▸ Teks yang Disediakan
********************
Pernah
memiliki telepon genggam merek Nokia? Bagi yang memiliki handphone di tahun
90-an sampai awal 2000-an pasti membeli handphone bermerek ini. Di era-era
tersebut memang Nokia merajai pasar telepon genggam dan tidak ada satupun perusahaan
lain yang bisa menandingi dominasinya.
Perkenankan
saya sedikit bercerita mengenai pengalaman berkesan sebagai salah satu pengguna
telepon genggam Nokia. Handphone
Nokia awal saya adalah Nokia 6600 yang saat itu sedang ngehits persis setahun setelah saya pindah kerja di Bank Mandiri di
2002. Betapa bangganya saya waktu itu bisa membeli handphone baru dengan seri yang belum banyak dimiliki banyak orang.
Enam tahun kemudian saya mengganti hape
dengan merek Nokia seri E71 yang waktu itu cukup kekinian. Saat itu sebelum
membeli handphone Nokia saya sempat bingung memilih diantara beberapa pilihan
produk smartphone lainnya yaitu
Blackberry, iPhone dan Samsung.
Pada
September 2013 Nokia diakuisi oleh Microsoft. Akuisisi tersebut merupakan salah
satu akuisisi terbesar dalam sejarah yang menandai berakhirnya kisah Nokia
sebagai sang mantan penguasa dan Nokia sebagai sebuah perusahaan raksasa resmi
tutup usia. Nokia yang pernah memiliki kapitalisasi pasar melampaui US$269
miliar akhirnya diambilalih oleh Microsoft senilai hanya US$7,2 miliar. Wajar
jika akhirnya CEO Nokia waktu itu, Stephen Elop, mengakhiri pidato akuisisinya dengan
mengatakan bahwa Nokia tidak melakukan kesalahan apapun namun pada akhirnya tetap
kalah.
Jajaran
manajemen Nokia mungkin tidak menyadari kesalahan mereka dan sangat puas dengan
posisi mereka sebagai penguasa pasar, namun ada satu kesalahan besar yang
mereka lakukan yang juga dilakukan oleh beberapa perusahaan raksasa yang sudah
almarhum yaitu mereka tidak segera merespon perubahan.
********************
▸ Data yang Ditampilkan

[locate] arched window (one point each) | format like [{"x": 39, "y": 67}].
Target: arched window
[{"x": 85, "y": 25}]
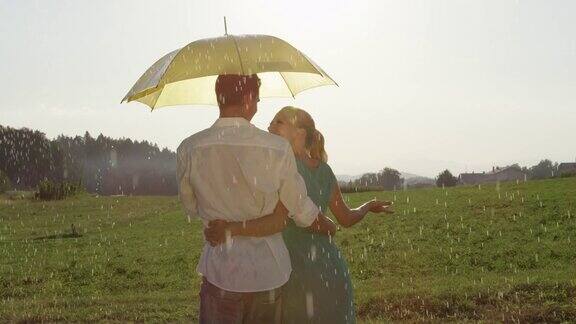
********************
▸ Tugas Anda
(A) Menurut teks tentang Nokia, berapa nilai yang dibayarkan Microsoft saat mengambil alih Nokia?
(B) Salin dari teks tentang Nokia bagian yang diawali kata-kata yang memuat "Perkenankan" dan diakhiri dengan "dimiliki banyak orang.".

▸ Jawaban Berurutan
(A) Microsoft mengambil alih Nokia senilai US$7,2 miliar.

(B)
Perkenankan
saya sedikit bercerita mengenai pengalaman berkesan sebagai salah satu pengguna
telepon genggam Nokia. Handphone
Nokia awal saya adalah Nokia 6600 yang saat itu sedang ngehits persis setahun setelah saya pindah kerja di Bank Mandiri di
2002. Betapa bangganya saya waktu itu bisa membeli handphone baru dengan seri yang belum banyak dimiliki banyak orang.